• _Records_:

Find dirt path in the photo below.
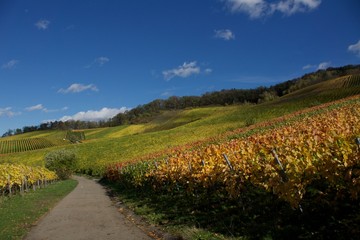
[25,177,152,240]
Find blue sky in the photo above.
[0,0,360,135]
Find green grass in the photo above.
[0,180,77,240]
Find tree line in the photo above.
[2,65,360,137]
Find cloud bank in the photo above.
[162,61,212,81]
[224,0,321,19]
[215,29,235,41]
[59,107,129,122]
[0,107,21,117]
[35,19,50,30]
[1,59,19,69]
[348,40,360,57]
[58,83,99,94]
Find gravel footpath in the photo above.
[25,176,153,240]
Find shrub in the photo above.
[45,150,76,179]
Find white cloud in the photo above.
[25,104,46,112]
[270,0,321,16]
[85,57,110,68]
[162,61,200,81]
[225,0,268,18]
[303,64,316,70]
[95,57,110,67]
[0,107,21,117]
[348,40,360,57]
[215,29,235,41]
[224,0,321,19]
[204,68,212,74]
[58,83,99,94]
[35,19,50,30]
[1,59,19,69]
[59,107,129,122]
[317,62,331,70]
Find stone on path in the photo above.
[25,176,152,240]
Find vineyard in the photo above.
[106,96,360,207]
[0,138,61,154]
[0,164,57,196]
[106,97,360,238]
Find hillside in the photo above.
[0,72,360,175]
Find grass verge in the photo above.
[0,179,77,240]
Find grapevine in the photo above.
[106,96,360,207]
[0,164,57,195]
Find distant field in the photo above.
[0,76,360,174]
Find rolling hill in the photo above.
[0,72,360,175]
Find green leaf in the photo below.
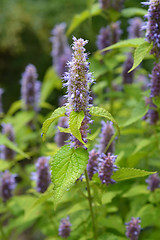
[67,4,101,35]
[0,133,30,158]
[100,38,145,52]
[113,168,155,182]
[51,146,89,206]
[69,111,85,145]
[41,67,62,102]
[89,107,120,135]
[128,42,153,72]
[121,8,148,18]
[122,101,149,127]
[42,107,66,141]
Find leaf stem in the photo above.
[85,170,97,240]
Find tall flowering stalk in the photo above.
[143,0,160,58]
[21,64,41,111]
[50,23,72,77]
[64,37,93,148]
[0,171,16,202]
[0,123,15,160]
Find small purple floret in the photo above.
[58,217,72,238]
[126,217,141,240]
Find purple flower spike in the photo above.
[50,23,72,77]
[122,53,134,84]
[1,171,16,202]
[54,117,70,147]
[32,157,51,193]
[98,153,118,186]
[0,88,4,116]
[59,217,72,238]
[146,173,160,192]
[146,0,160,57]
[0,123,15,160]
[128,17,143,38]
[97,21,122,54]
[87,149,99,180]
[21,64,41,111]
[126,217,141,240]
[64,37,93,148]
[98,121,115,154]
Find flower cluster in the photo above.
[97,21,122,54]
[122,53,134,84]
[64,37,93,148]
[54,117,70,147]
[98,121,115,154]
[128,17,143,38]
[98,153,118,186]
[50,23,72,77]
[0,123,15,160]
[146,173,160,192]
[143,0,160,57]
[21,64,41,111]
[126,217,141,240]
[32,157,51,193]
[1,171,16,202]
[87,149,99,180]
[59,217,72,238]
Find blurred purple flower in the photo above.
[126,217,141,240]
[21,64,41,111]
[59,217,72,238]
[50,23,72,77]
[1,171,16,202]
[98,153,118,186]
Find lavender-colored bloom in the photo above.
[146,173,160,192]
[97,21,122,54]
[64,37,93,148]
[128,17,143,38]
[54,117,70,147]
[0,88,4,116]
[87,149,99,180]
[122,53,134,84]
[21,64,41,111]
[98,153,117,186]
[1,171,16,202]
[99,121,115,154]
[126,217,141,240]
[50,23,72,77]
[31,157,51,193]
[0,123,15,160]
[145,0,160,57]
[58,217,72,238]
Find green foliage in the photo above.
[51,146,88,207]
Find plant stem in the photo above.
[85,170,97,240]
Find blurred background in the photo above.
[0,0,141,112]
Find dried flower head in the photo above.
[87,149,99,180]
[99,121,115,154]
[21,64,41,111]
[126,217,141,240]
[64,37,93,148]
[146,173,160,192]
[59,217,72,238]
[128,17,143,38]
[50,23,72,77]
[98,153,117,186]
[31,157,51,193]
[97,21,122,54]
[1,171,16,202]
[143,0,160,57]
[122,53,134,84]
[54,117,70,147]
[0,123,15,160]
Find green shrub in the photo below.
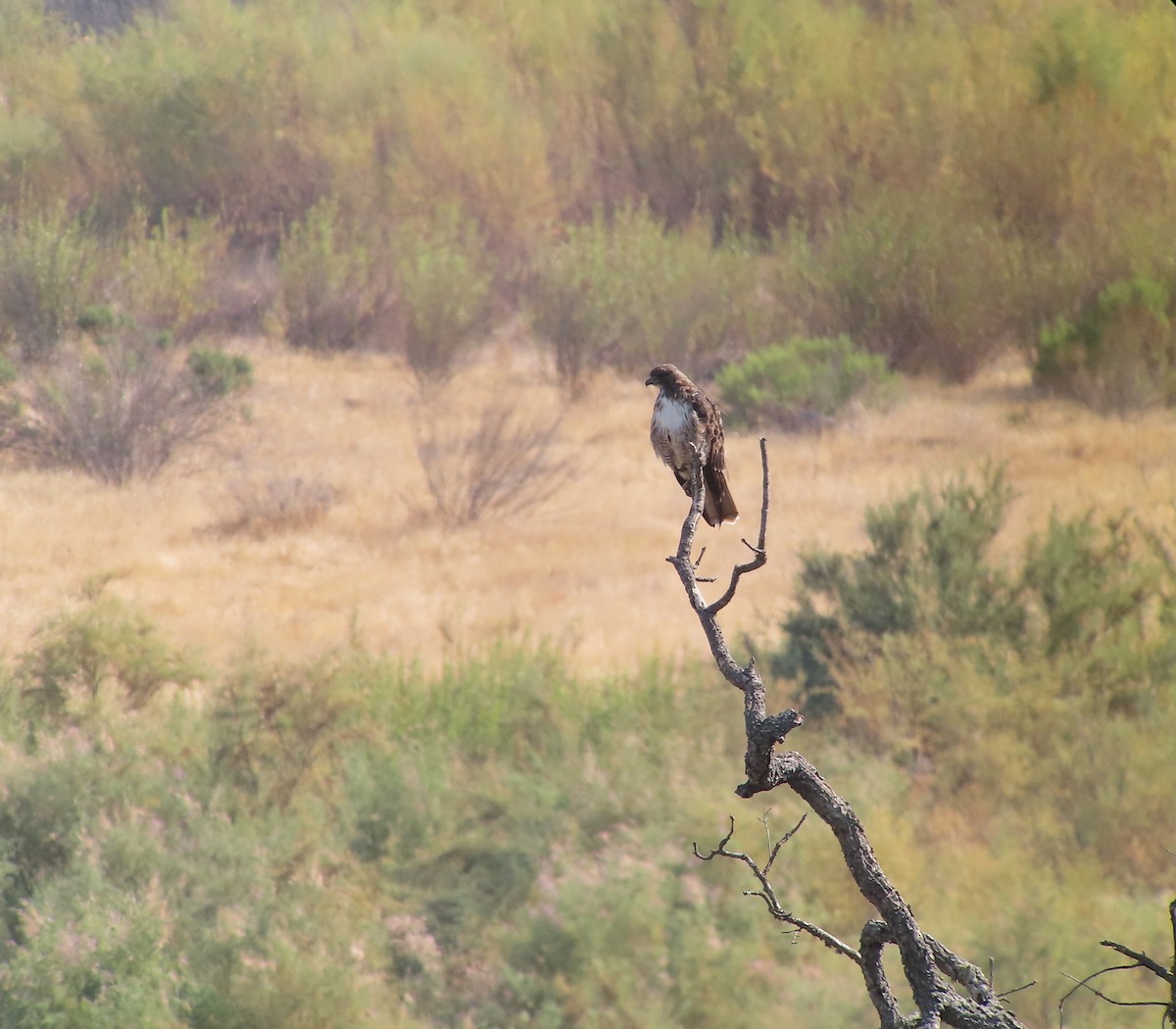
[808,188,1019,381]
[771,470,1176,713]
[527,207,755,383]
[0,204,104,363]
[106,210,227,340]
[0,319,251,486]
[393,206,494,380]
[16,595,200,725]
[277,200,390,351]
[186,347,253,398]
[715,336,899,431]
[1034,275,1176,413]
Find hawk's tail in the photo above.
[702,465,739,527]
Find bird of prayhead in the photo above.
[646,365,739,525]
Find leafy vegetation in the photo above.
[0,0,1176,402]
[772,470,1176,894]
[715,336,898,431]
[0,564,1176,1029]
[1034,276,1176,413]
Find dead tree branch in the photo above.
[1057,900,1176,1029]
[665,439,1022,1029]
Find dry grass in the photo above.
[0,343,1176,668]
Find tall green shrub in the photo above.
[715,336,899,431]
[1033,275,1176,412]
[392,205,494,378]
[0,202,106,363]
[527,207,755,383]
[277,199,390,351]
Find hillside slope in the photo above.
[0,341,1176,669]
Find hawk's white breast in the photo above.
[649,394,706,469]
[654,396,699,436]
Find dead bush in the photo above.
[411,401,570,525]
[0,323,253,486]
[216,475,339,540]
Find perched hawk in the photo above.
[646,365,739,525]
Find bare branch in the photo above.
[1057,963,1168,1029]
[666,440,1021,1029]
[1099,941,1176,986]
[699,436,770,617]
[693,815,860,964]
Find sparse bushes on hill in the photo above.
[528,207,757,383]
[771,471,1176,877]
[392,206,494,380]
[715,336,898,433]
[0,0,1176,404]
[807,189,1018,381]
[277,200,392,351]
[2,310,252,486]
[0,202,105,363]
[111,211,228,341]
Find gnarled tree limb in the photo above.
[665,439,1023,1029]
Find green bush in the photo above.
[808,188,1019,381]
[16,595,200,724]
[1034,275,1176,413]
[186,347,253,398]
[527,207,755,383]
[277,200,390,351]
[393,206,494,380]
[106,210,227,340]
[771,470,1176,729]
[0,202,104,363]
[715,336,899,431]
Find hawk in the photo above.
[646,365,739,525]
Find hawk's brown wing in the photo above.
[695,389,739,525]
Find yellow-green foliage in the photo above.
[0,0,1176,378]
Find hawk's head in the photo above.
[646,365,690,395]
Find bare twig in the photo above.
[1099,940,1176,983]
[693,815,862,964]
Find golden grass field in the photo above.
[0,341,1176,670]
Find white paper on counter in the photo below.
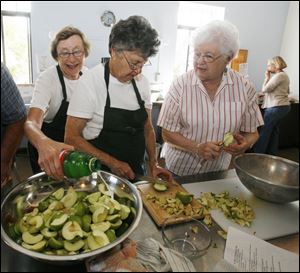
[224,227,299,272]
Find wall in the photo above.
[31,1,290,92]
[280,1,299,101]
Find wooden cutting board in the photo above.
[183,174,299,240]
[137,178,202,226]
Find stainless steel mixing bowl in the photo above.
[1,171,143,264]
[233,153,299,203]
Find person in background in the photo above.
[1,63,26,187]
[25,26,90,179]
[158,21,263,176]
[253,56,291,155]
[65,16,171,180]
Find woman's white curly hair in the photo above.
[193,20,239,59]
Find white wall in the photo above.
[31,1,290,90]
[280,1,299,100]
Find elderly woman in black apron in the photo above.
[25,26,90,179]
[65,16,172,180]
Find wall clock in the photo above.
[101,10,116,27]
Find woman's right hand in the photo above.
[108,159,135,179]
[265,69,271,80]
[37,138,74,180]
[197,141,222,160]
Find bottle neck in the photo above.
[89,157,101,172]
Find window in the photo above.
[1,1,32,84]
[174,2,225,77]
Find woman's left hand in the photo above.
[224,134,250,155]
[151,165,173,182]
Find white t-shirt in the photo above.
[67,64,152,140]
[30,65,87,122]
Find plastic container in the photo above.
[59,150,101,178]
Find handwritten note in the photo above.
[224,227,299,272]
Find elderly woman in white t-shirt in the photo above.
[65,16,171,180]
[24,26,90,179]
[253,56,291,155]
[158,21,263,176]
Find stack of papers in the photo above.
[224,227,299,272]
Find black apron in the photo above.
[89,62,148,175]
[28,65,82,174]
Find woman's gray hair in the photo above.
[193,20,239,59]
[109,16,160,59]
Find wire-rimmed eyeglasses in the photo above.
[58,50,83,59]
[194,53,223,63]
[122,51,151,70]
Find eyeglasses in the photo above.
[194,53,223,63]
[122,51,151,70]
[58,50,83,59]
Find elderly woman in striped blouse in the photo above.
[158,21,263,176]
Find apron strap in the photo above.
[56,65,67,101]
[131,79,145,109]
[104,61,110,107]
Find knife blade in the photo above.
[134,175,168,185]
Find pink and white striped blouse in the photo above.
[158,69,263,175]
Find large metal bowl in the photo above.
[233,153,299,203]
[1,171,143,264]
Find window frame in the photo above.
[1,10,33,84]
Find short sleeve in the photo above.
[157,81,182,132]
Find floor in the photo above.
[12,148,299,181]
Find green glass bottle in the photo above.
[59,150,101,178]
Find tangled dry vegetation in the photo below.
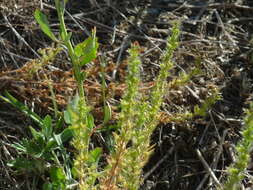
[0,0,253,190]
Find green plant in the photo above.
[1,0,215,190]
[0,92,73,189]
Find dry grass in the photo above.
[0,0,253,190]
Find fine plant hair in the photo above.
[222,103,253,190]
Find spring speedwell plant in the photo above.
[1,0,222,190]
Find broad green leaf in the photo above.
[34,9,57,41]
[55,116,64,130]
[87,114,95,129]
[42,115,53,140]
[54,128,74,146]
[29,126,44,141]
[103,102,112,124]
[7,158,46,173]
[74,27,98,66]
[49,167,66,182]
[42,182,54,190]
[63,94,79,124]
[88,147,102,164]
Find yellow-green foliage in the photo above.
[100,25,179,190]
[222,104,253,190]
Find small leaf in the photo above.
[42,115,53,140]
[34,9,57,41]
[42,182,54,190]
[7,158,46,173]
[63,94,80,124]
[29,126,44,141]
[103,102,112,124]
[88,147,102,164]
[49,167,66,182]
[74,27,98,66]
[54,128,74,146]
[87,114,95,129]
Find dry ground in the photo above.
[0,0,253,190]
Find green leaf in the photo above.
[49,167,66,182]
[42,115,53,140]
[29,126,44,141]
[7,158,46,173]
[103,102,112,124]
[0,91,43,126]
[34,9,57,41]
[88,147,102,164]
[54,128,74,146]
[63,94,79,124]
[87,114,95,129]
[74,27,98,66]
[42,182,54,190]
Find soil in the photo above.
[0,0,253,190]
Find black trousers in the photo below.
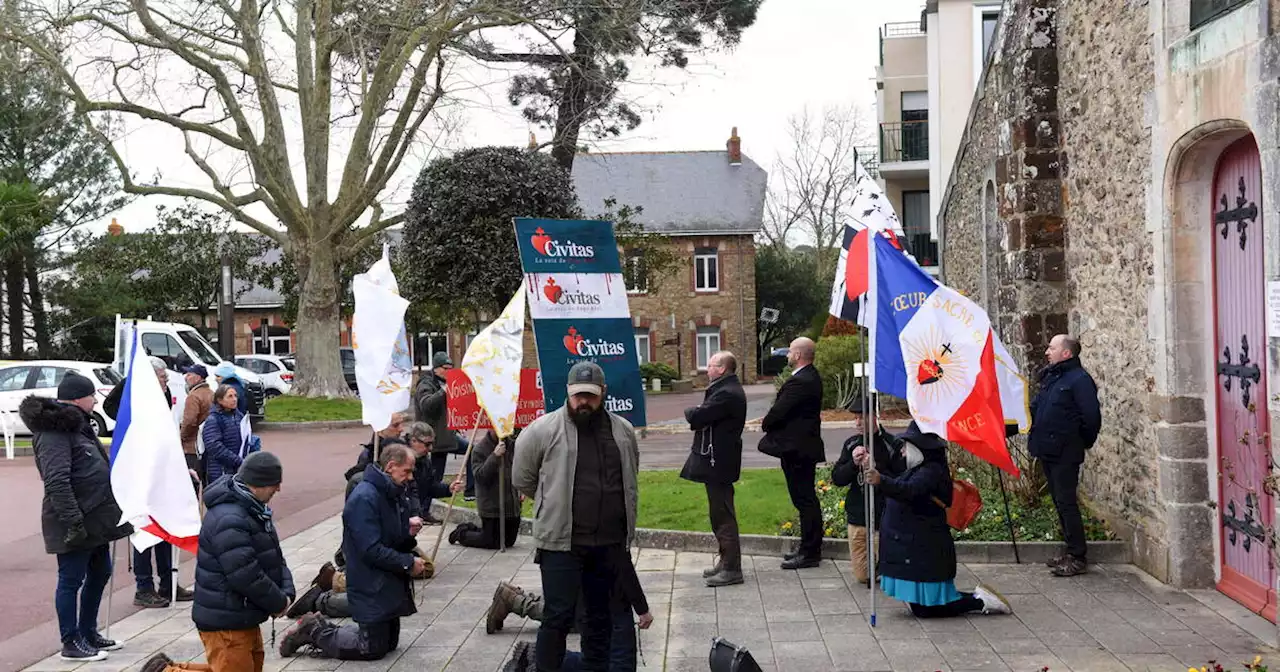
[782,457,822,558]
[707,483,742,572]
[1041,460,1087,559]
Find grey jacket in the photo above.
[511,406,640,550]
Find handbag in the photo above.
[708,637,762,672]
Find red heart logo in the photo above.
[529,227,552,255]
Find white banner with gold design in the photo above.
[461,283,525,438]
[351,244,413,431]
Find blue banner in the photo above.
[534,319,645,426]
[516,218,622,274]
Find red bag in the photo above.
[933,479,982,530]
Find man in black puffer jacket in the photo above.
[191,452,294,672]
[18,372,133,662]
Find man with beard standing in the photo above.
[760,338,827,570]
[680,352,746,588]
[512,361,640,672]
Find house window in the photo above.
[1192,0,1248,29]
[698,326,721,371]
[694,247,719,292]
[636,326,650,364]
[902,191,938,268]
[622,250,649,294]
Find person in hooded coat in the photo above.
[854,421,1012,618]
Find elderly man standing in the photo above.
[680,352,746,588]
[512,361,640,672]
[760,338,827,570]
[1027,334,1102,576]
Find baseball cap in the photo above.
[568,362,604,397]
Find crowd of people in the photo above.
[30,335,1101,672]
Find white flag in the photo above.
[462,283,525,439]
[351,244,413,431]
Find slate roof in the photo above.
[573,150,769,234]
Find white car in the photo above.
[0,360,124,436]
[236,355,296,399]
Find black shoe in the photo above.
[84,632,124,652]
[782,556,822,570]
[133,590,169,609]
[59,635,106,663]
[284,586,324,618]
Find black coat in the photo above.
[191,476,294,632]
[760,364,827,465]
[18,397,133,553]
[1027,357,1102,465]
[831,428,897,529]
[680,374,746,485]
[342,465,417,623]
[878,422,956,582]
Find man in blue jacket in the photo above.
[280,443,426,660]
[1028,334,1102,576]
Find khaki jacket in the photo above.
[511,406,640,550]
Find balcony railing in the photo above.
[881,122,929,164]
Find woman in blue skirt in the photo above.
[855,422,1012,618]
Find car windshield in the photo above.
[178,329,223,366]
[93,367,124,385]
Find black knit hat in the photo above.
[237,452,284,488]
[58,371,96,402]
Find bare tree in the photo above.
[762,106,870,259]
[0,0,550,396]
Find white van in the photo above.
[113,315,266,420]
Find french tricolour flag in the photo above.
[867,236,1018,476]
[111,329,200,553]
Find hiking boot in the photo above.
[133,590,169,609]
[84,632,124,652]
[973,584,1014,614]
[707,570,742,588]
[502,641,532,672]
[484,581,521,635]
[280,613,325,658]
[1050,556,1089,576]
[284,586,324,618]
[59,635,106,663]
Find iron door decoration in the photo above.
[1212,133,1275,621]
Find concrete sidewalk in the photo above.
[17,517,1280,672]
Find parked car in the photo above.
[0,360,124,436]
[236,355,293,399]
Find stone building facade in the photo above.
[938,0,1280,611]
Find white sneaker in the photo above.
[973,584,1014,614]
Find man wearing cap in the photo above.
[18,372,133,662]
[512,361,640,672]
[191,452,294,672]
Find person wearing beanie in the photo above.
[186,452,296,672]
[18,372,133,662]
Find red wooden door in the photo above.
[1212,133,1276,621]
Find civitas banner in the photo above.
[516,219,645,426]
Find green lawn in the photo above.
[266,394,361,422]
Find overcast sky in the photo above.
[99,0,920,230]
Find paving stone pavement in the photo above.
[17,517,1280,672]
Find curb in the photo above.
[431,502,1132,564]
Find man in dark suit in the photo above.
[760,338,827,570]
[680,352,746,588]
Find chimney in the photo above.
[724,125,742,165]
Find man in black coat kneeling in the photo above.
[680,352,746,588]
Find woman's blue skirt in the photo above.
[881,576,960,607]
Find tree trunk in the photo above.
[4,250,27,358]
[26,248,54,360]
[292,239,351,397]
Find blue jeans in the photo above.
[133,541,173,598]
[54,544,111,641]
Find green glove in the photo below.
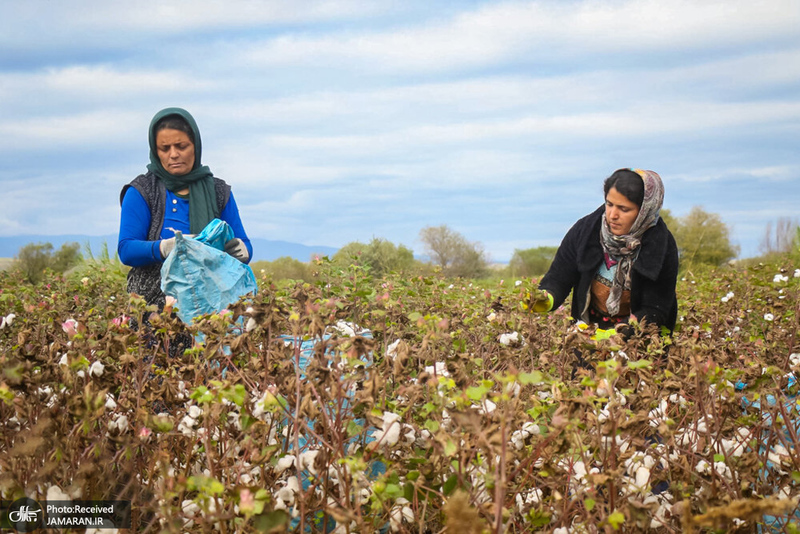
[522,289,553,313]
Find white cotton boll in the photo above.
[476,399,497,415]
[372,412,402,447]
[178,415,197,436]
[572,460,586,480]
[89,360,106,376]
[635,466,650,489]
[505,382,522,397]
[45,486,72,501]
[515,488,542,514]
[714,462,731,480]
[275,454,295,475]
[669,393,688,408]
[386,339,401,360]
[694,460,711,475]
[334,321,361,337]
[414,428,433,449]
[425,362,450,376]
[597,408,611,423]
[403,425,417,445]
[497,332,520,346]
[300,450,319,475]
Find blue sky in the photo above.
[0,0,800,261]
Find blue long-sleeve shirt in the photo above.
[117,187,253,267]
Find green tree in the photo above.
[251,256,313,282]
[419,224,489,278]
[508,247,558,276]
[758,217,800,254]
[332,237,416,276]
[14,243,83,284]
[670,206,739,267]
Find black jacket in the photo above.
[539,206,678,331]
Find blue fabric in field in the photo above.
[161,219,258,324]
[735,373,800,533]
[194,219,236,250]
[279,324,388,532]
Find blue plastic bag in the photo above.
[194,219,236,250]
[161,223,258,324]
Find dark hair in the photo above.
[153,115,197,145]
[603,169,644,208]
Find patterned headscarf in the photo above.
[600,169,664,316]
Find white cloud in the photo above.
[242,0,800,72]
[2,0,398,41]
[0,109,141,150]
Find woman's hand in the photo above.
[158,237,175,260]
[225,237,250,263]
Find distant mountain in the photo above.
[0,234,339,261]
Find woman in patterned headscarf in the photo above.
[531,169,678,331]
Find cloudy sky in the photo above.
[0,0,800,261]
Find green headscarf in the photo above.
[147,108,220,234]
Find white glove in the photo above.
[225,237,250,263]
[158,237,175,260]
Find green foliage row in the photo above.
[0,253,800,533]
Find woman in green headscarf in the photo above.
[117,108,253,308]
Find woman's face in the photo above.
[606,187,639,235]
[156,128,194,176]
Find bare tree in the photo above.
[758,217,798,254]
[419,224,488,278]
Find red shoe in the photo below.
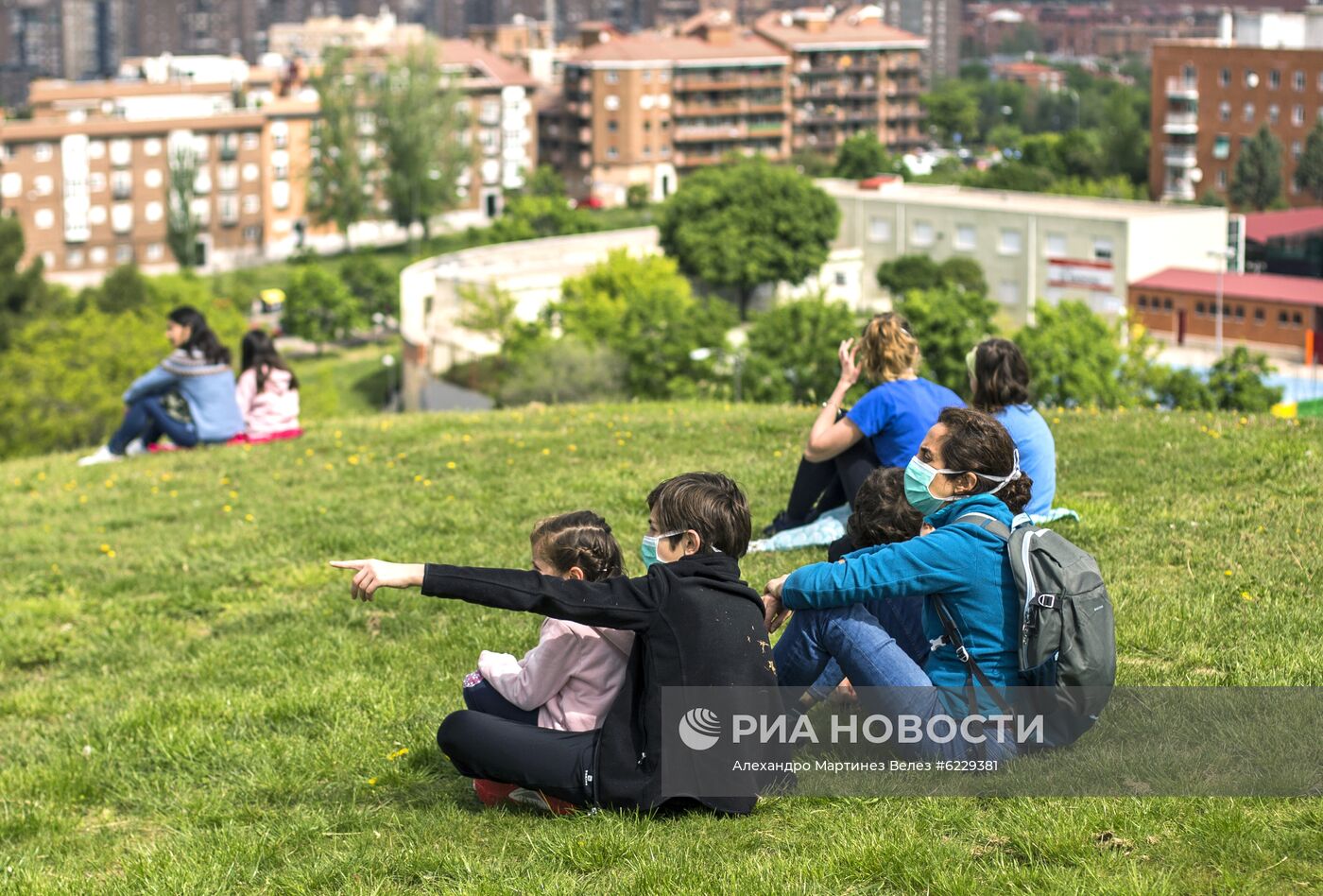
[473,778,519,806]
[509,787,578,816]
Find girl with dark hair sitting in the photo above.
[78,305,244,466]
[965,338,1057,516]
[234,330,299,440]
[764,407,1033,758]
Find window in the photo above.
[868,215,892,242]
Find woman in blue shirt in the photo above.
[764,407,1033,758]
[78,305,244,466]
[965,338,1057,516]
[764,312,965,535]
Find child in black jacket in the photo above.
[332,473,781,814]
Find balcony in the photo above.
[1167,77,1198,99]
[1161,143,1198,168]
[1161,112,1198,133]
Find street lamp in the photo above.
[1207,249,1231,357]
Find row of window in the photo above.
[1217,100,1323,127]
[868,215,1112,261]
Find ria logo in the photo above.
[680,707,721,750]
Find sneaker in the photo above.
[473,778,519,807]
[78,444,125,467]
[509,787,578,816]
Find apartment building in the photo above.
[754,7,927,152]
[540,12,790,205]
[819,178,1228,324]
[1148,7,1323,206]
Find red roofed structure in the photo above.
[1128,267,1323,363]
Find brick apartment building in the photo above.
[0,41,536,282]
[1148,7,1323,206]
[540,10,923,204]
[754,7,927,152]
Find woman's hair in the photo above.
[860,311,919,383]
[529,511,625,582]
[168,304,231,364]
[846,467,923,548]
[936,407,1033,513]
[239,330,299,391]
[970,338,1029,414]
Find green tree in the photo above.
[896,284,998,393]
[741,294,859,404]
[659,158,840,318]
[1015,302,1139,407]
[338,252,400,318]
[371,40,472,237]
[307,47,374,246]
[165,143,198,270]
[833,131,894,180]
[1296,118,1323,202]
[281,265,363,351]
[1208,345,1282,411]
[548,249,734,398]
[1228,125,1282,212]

• _Problem_: Rewrite the listing between the lines holding "Find man with" and "[113,315,266,420]", inclusive, changing each "jacket" to "parka" and leaving everything else untouched.

• _Finished task_:
Find man with beard standing in the photo above.
[760,338,827,570]
[680,352,746,588]
[512,361,640,672]
Find house window in the photo above.
[1192,0,1248,29]
[698,326,721,371]
[694,247,719,292]
[636,326,650,364]
[902,191,938,268]
[622,250,649,294]
Find person in hooded coat in the photo above.
[854,421,1012,618]
Find elderly man standing in the photo above.
[680,352,746,588]
[512,361,640,672]
[760,338,827,570]
[1027,334,1102,576]
Find baseball cap in the photo above.
[568,362,604,397]
Find crowd of people in the photo above.
[30,335,1101,672]
Find white flag in the photo above.
[462,283,525,439]
[351,244,413,431]
Find slate roof in the photo above.
[573,150,769,234]
Find white car in the photo above.
[0,360,124,436]
[236,355,296,399]
Find black shoe in the photo above.
[84,632,124,652]
[782,556,822,570]
[133,590,169,609]
[59,635,106,663]
[284,586,324,618]
Find black coat in the photo above.
[191,476,294,632]
[760,364,827,465]
[18,397,133,553]
[1027,357,1102,465]
[831,428,897,529]
[680,374,746,485]
[342,465,417,623]
[878,422,956,582]
Find man in blue parka in the photo above.
[280,443,426,660]
[1028,334,1102,576]
Find khaki parka in the photo above.
[511,406,640,550]
Find balcony railing in the photo above.
[881,122,929,164]
Find woman in blue skirt in the photo above.
[855,422,1012,618]
Find car windshield in the photo above.
[178,329,223,366]
[93,367,124,385]
Find black knit hat in the photo above.
[237,452,284,488]
[58,371,96,402]
Find bare tree in the photo above.
[762,106,870,259]
[0,0,550,396]
Find white van in the photo above.
[113,315,266,420]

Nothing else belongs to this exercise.